TEKS ▸
::::::::
Rizal menambahkan kemungkinan dampak dari krisis sektor konstruksi China terhadap perusahaan tambang mineral di Indonesia hanya sebatas pada volatilitas harga komoditas dan suplainya saja. Hal tersebut, lanjutnya, sudah biasa dihadapi oleh korporasi pertambangan.
Di tingkat global, BHP Group – korporasi pertambangan mineral logam terbesar di dunia– melaporkan laba tahunan terendah dalam tiga tahun. Perusahaan memperingatkan prospek permintaan dari China kian tidak pasti karena negara tersebut bergulat dengan ancaman krisis di sektor konstruksi berbasis baja.
Beijing telah memberlakukan kebijakan yang dimaksudkan untuk merangsang permulaan baru di sektor properti. “Namun, kebijakan itu tidak diterjemahkan secara efektif ke dalam perubahan di lapangan seperti yang kami antisipasi," kata Chief Executive Officer BHP Mike Henry dalam sebuah wawancara di BloombergTV.
::::::::
TUGAS LATIHAN ▸
a: Perbarui bagian teks yang dimulai dari "Di tingkat global, BHP" dan berakhir setelah "konstruksi berbasis baja.", dengan mengganti "tiga tahun" menjadi "lima tahun".
b: Menurut teks, siapa Chief Executive Officer BHP?

DATA TEREKAM ▸
::::::::
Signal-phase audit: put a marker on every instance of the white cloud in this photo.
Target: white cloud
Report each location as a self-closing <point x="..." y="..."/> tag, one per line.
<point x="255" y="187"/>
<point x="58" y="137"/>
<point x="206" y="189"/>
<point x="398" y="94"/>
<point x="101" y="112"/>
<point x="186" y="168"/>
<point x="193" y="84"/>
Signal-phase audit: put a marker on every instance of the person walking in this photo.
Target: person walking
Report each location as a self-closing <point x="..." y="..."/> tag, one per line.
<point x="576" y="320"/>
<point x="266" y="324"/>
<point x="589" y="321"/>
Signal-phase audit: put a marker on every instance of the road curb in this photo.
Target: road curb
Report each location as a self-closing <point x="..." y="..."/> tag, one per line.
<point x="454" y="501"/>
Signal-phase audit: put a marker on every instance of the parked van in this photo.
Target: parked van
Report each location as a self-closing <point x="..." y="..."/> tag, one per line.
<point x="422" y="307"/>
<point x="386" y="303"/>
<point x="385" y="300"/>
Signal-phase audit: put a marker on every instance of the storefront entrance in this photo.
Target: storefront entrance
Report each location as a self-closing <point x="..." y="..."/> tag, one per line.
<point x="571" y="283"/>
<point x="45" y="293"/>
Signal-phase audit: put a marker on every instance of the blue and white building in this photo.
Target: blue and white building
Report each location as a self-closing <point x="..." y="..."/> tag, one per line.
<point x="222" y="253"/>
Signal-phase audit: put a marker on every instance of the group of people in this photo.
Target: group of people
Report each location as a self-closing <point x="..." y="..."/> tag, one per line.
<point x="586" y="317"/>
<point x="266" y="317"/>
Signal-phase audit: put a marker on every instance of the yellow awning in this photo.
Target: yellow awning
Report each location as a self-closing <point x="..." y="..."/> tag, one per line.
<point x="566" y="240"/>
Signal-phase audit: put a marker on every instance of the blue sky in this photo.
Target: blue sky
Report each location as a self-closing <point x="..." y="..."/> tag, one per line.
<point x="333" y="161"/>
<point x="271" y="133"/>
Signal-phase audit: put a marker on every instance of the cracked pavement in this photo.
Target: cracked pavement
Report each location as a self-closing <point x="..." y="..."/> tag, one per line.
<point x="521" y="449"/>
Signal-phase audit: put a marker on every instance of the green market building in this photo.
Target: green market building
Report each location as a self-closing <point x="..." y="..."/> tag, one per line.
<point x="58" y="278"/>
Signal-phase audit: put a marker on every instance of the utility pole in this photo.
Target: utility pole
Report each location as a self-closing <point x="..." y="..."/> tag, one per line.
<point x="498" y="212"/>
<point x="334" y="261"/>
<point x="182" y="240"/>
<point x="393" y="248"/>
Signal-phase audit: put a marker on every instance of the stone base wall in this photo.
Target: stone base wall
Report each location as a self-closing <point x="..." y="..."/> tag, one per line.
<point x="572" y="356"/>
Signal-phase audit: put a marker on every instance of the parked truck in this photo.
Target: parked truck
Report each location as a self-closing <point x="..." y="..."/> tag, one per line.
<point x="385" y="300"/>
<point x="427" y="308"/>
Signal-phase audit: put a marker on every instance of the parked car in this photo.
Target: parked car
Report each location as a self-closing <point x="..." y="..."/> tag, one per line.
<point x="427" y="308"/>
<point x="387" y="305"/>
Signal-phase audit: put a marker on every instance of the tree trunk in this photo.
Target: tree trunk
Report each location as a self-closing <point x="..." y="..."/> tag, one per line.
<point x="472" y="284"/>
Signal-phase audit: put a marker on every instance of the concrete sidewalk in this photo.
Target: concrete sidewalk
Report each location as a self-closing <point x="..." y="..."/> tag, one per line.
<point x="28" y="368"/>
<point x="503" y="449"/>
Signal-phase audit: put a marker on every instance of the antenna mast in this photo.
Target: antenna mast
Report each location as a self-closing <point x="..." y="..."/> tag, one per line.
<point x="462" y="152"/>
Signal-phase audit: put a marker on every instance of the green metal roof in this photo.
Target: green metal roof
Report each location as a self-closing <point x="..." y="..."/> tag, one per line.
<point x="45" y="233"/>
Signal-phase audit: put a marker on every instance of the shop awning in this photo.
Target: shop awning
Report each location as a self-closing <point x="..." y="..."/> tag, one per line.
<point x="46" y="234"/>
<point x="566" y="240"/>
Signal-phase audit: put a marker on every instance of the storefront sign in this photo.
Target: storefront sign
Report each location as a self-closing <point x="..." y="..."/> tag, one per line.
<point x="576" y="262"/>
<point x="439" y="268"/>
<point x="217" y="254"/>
::::::::
JAWABAN BERURUTAN ▸
a:
Di tingkat global, BHP Group – korporasi pertambangan mineral logam terbesar di dunia– melaporkan laba tahunan terendah dalam lima tahun. Perusahaan memperingatkan prospek permintaan dari China kian tidak pasti karena negara tersebut bergulat dengan ancaman krisis di sektor konstruksi berbasis baja.

b: Mike Henry.